# Requests
(a) Please extract everything in the AIM group chat thread from "I've already done" down to "uninstall AIM first.".
(b) Decide whether each statement agrees with the AIM group chat thread. Answer yes or no, and quote the words of the thread that settle it.
(i) thoron can still use normal chat but not group chat.
(ii) Fenrari names Trillian as a personal favorite.
(iii) Runefox says a system restore will reinstall AIM.
(c) Carry the AIM group chat thread on past its final post.

begin Excerpted passage

# AIM Invite or Request Timed Out



## thoron (Sep 3, 2010)

This problem started last night. For some reason I cant use group chat. I can use normal, but not group. My two friends can use group chat but I'm getting nothing, and when I'm the one who make the invitations I get a invite or request timed out message. Could someone help, or is there something wrong with server and I'll just have to wait?


----------



## Cam (Sep 3, 2010)

Try reinstalling it

If that doesnt work do a system restore to a couple days prior to the date you had these problems


----------



## Fenrari (Sep 3, 2010)

If ^ doesn't fix your problem, try installing a multi-client chat like Pidgin or my personal favorite Trillian.


----------



## thoron (Sep 3, 2010)

cmrnmrphy said:


> Try reinstalling it
> 
> If that does work do a system restore to a couple days prior to the date you had these problems



I've already done a systme restorer.


----------



## Runefox (Sep 3, 2010)

System restore won't reinstall AIM for you - You'll need to redownload it. Preferably, completely uninstall AIM first.

end Excerpted passage
begin Dataset content

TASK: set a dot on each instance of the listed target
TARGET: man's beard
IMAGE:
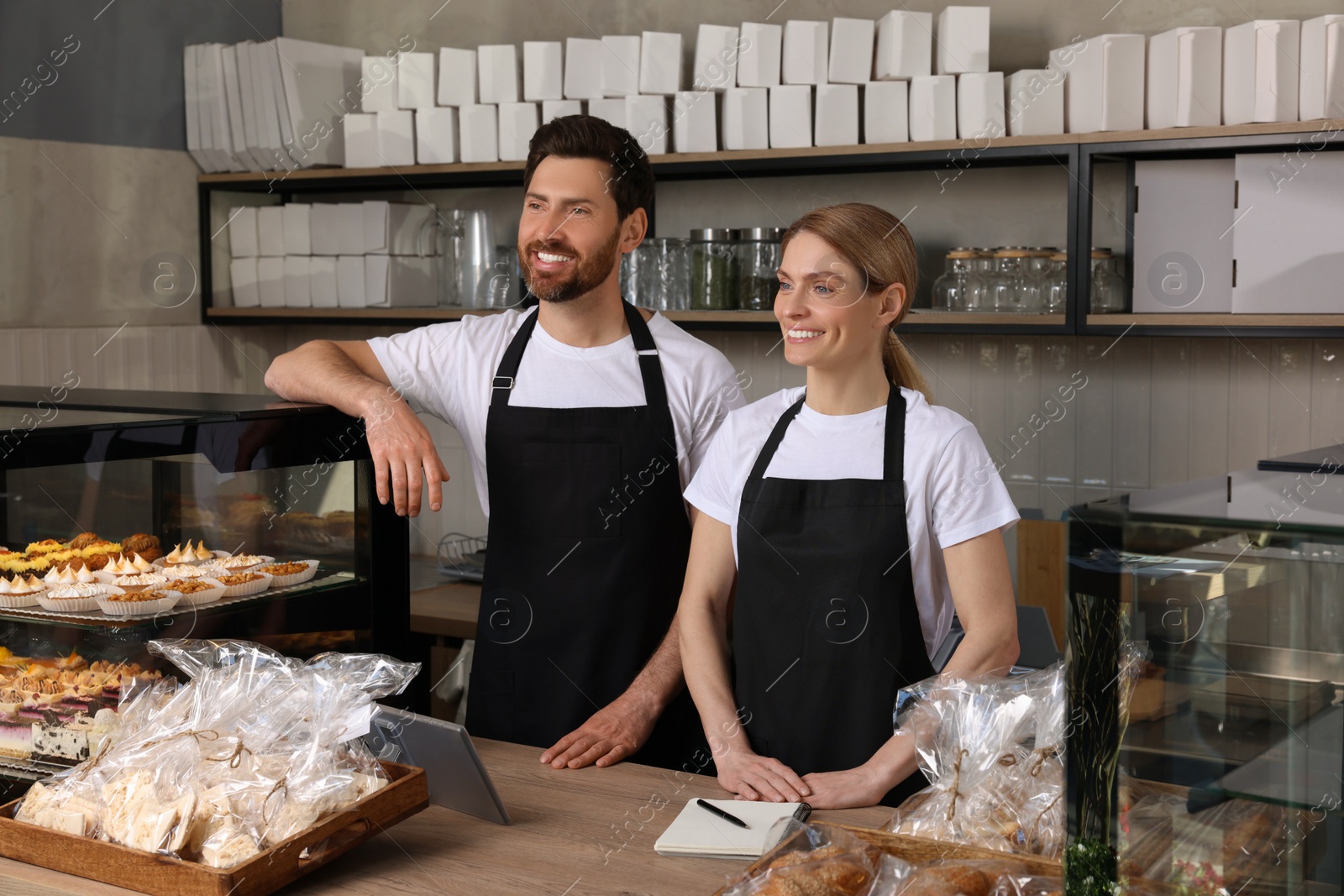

end Dataset content

# Answers for this exercise
(a)
I've already done a systme restorer.


----------



## Runefox (Sep 3, 2010)

System restore won't reinstall AIM for you - You'll need to redownload it. Preferably, completely uninstall AIM first.

(b)
(i) Yes: "I can use normal, but not group."
(ii) Yes: "try installing a multi-client chat like Pidgin or my personal favorite Trillian."
(iii) No: "System restore won't reinstall AIM for you"

(c)
----------



## thoron (Sep 3, 2010)

Runefox said:


> System restore won't reinstall AIM for you - You'll need to redownload it. Preferably, completely uninstall AIM first.



How do I completely uninstall AIM then?


----------



## thoron (Sep 3, 2010)

Fenrari said:


> If ^ doesn't fix your problem, try installing a multi-client chat like Pidgin or my personal favorite Trillian.



Does it allow group chat with people who don't have trillian?


----------



## Cam (Sep 3, 2010)

thoron said:


> How do I completely uninstall AIM then?


 
Start > Control Panel > Add or Remove Programs > AIM > Uninstall


----------



## thoron (Sep 4, 2010)

Well, I uninstalled it, reinstalled it, and for good measure make a new account, and that got rid of the problem.
When I opened a group chat and right clicked on the tab the block option was checked and I couldn't uncheck it. Even in preferences it didn't say I was blocking chat invitations. But somehow when I try to make a group chat I'm blocking it, and when someone is trying to invite me, I'm blocking it. But making a whole new account fixed the problem.


----------



## Ames (Sep 4, 2010)

Pfft.

AIM...

You know there's a shitload of other IM clients out there that you can use to access your AIM account that are a million times better, right?


----------



## thoron (Sep 4, 2010)

JamesB said:


> Pfft.
> 
> AIM...
> 
> You know there's a shitload of other IM clients out there that you can use to access your AIM account that are a million times better, right?



I installed trillian as a back up, but I don't really like it. The UI is kind of messy in my opinion. Besides, I fixed the problem I had with AIM.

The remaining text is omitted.